> [Dataset]
***
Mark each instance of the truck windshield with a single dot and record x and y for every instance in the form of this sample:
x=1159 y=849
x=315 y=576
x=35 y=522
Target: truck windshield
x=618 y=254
***
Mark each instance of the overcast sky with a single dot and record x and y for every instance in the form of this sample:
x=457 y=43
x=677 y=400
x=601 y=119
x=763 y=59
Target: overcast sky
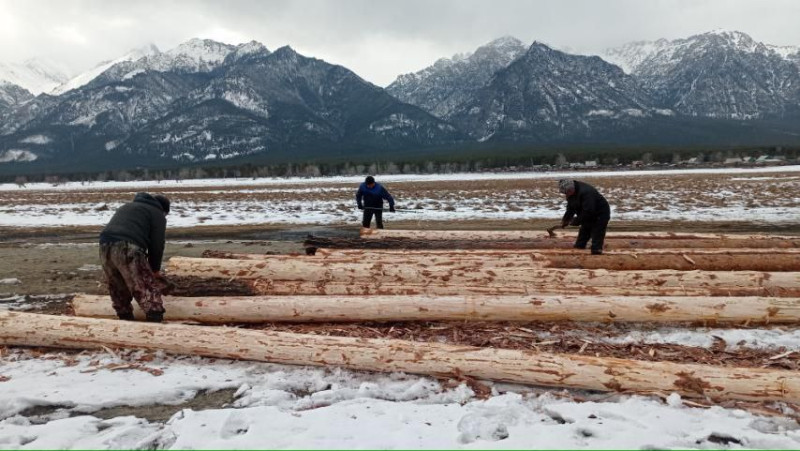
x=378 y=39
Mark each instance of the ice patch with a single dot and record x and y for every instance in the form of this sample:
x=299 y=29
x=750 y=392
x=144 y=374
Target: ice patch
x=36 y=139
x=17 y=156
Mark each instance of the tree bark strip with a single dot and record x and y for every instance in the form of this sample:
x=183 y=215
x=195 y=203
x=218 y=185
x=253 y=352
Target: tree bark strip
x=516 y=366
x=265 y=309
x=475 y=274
***
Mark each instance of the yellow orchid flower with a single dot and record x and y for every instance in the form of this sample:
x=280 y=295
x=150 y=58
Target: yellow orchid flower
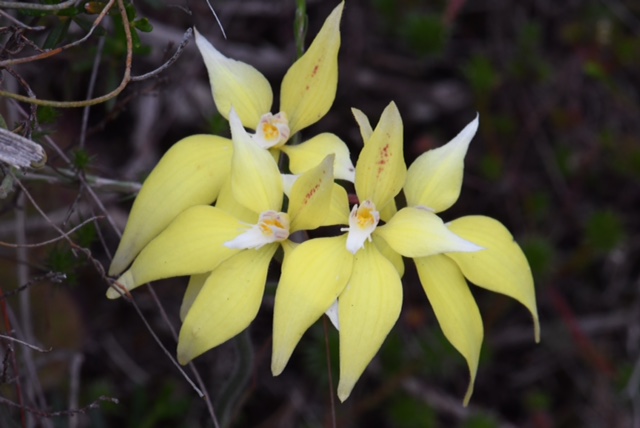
***
> [Your goal]
All lines that contain the word "flower" must be copied from the records above.

> [Solution]
Mark each instance of the yellow orchid flower with a single dot and record x and y for every instance in the form of this sample:
Target: yellow orchid flower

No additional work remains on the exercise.